Alıntılanan metin:
* * * * * * * * *

Yücel Koç Türkiye Gazetesi

Yeni Türkiye’nin zafer gecesi: 15 Temmuz

Çok değil, henüz iki yıl geçti üzerinden… O gece yüzleştiğimiz büyük ihaneti de, milletimizin kahramanlığını da daha çok konuşacağız. Hem de nesiller boyu…        ...

15 Temmuz 2018 | 4.153 okunma
Çok değil, henüz iki yıl geçti üzerinden…
O gece yüzleştiğimiz büyük ihaneti de, milletimizin kahramanlığını da daha çok konuşacağız.
Hem de nesiller boyu…
              ***
Yeni bir tarih yazdığımız, Türkiye’nin yeniden inşasını sağladığımız gündür 15 Temmuz…
İlk defa bir darbeyi sivil halkın müdahalesiyle bastırdık.
Darbeciler başaramayınca Yunanistan, ABD, İngiltere, Almanya gibi ülkelere kaçtı…
Kayıtlar gösterdi ki, aslında bu bir darbe değil, işgal girişimiydi.
Büyük ihanet, tanka, F-16’ya kafa tutan çelik gibi bir iradeyle hezimete uğratıldı.
15 Temmuz nasıl ki yalnızca bir darbe değilse, karşı koyan halkın iradesi de çürük düzene el koyma hamlesiydi.
Yani, bu bir devrimdi…
Fransa’daki işçi devrimi gibi…
Geride bıraktığımız 24 Haziran Başkanlık Seçimi, 15 Temmuz’da iradesi ortaya konan bu devrimin finali oldu.
              ***
Ansızın gelen işgal girişimine “Ya ölüm, ya özgürlük” diyen yüce milletimizin ilk büyük kazancı, 16 Nisan referandumu olmuştu.
Turgut Özal’dan bu yana dillendirilen sistemdi; Başkanlık…
Ama hiçbir lider, adım atmaya dahi cesaret edememişti.
İsmet İnönü’nün tek adamlığına alkış tutan yerleşik düzen, sistem değişikliğini ağzına alanı pişman etmişti.
Nitekim; bu katı direnişten, AK Parti ve Recep Tayyip Erdoğan da sıkça nasibini almıştı.
Başkanlık, ara ara söylenmişse de, yoğunlaşan tepkilerle geri adım atılmıştı.
Tâ ki 15 Temmuz’a kadar…
              ***
15 Temmuz, cesareti korkuların önüne geçiren gece oldu.

* * * * * * * * *

Gösterilen malzeme:
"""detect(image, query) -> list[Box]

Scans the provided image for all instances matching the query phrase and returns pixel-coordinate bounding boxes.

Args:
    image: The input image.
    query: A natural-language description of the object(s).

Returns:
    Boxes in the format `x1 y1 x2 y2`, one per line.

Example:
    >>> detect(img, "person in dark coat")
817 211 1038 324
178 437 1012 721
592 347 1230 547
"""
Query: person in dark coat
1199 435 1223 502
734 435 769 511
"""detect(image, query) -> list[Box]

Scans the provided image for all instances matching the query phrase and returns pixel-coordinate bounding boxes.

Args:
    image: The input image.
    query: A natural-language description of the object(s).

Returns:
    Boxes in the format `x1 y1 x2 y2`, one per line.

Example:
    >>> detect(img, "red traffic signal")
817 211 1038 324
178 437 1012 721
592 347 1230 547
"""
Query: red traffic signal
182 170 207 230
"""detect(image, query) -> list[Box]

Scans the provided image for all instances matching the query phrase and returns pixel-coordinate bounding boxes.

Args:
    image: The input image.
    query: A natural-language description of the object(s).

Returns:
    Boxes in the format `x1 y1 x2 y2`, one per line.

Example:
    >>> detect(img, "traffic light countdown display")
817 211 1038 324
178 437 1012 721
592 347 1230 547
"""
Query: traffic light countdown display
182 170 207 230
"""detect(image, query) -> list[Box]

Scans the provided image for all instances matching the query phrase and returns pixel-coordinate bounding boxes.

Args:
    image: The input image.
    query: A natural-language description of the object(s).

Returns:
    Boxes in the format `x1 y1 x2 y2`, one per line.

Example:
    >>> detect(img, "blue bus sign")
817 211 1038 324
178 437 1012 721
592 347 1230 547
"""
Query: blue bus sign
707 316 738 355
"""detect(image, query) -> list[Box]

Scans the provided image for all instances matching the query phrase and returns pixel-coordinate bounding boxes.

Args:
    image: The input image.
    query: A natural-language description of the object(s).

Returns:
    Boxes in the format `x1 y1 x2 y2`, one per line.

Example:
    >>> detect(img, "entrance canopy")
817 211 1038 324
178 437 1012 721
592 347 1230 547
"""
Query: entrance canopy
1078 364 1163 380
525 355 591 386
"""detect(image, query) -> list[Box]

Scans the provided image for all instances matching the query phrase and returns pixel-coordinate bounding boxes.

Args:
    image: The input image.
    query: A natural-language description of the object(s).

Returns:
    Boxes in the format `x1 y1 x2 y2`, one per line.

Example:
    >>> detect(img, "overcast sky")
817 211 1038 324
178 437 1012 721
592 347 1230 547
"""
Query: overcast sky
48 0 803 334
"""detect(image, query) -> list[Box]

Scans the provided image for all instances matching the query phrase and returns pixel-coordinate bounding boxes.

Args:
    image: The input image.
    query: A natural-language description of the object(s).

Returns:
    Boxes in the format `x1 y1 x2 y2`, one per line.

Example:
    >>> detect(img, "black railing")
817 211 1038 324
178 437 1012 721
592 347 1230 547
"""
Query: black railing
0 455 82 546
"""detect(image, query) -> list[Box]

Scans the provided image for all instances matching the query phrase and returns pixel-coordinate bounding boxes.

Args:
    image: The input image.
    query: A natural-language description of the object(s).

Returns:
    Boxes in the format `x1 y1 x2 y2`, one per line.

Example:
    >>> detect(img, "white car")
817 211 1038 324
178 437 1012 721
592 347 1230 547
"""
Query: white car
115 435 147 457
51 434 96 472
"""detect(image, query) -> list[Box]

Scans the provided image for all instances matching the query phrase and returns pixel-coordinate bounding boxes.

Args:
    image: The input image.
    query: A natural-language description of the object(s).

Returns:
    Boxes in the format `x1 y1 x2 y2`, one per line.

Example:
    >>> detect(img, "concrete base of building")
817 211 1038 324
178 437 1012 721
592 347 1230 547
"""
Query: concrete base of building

* * * * * * * * *

Yapılacak iş: Alıntılanan metne göre, işgal girişimine "Ya ölüm, ya özgürlük" diyen milletin ilk büyük kazancı ne olmuştu? Lütfen yalnızca metinden yararlanın.

Göreve yanıt: 16 Nisan referandumu.